**What this task involves**
Give the records below as a Markdown table with the columns Number and Record line, one row per line, and skip blank lines. Leave the pictures out of the table.

[begin Available records]

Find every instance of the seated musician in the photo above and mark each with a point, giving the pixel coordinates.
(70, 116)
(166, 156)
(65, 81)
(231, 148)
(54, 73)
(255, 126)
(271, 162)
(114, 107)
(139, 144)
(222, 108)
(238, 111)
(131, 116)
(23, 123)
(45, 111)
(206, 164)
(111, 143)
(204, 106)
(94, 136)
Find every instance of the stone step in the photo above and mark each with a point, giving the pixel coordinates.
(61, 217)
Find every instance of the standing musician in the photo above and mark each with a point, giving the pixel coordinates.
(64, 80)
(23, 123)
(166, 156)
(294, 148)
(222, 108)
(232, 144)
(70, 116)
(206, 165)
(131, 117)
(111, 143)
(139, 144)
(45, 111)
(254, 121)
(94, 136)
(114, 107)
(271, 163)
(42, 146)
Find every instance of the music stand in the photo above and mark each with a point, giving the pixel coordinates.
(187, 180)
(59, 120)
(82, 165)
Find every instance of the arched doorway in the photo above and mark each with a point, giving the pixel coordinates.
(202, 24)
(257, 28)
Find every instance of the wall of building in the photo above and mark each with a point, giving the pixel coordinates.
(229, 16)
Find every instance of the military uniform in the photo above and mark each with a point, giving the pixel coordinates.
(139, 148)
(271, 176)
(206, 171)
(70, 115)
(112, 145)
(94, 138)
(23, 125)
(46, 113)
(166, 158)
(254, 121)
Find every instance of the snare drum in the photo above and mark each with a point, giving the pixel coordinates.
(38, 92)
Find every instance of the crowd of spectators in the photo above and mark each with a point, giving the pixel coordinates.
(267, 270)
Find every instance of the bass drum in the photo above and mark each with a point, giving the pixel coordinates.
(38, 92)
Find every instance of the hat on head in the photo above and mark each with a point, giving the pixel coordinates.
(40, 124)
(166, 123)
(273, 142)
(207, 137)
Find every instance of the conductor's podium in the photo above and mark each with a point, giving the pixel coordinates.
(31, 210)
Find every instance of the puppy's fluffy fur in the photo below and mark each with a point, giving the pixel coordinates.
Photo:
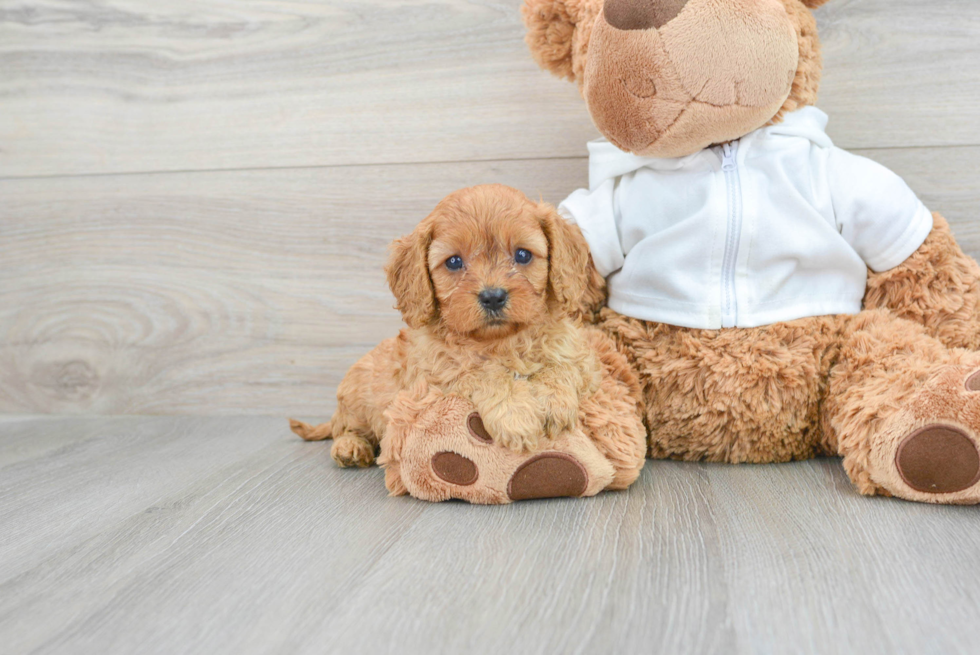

[end Available records]

**Expected output**
| Number | Record line |
|---|---|
| 1 | Find every instance of the seated musician in the photo above and mark each with a point, giving the pixel coordinates. |
| 2 | (70, 116) |
| 3 | (166, 156) |
| 4 | (65, 81) |
| 5 | (231, 148) |
| 6 | (54, 73) |
| 7 | (255, 126) |
| 8 | (271, 162) |
| 9 | (114, 107) |
| 10 | (139, 144) |
| 11 | (222, 108) |
| 12 | (238, 111) |
| 13 | (131, 116) |
| 14 | (23, 123) |
| 15 | (45, 111) |
| 16 | (206, 164) |
| 17 | (111, 143) |
| 18 | (204, 106) |
| 19 | (94, 136) |
| 20 | Find every instance of the stone step in the photo above and mark each with a point, giving the pixel coordinates. |
| 21 | (61, 217) |
| 22 | Find every instance of the standing musician in the photo above and mark each with a point, giving the pixel coordinates. |
| 23 | (64, 80) |
| 24 | (23, 123) |
| 25 | (166, 156) |
| 26 | (294, 148) |
| 27 | (222, 108) |
| 28 | (232, 144) |
| 29 | (70, 116) |
| 30 | (206, 165) |
| 31 | (131, 117) |
| 32 | (111, 143) |
| 33 | (139, 144) |
| 34 | (45, 111) |
| 35 | (254, 121) |
| 36 | (94, 136) |
| 37 | (114, 107) |
| 38 | (271, 163) |
| 39 | (42, 146) |
| 40 | Find every instance of the music stand in the photo above and mark each with a point, giving the pixel coordinates. |
| 41 | (187, 180) |
| 42 | (59, 120) |
| 43 | (82, 165) |
| 44 | Find every instance of the arched doorway in the photo above and mark each with a point, giving the pixel coordinates. |
| 45 | (202, 24) |
| 46 | (257, 28) |
| 47 | Find every instance of the wall of building in the photo above and mark each with a point, giving the pixel coordinates. |
| 48 | (229, 16) |
| 49 | Find every instance of the military uniform in the photo above and mark each with a point, giving the pixel coordinates. |
| 50 | (139, 148) |
| 51 | (271, 176) |
| 52 | (206, 171) |
| 53 | (70, 115) |
| 54 | (112, 145) |
| 55 | (94, 138) |
| 56 | (23, 125) |
| 57 | (46, 113) |
| 58 | (166, 158) |
| 59 | (254, 121) |
| 60 | Find every instance of the snare drum in the photo above and mark each with a point, giving the pixel coordinates. |
| 61 | (38, 92) |
| 62 | Find every instance of the crowd of spectators in the photo above and mark each with a point, giving the pixel coordinates. |
| 63 | (267, 270) |
| 64 | Find every instance of the bass drum in the photo above and mark each with a point, giving the pixel coordinates. |
| 65 | (38, 92) |
| 66 | Find every instance of the hat on head in the photo above and mark each with a point, giving the pixel coordinates. |
| 67 | (40, 124) |
| 68 | (166, 123) |
| 69 | (273, 142) |
| 70 | (207, 137) |
| 71 | Find every instance of the conductor's podium in the photo above and mark each with a point, giving the pixel coordinates. |
| 72 | (31, 210) |
| 73 | Find every instance of the puppy's fluffy fur in the photo below and mark each with a point, giving the pixel coordinates. |
| 74 | Photo: |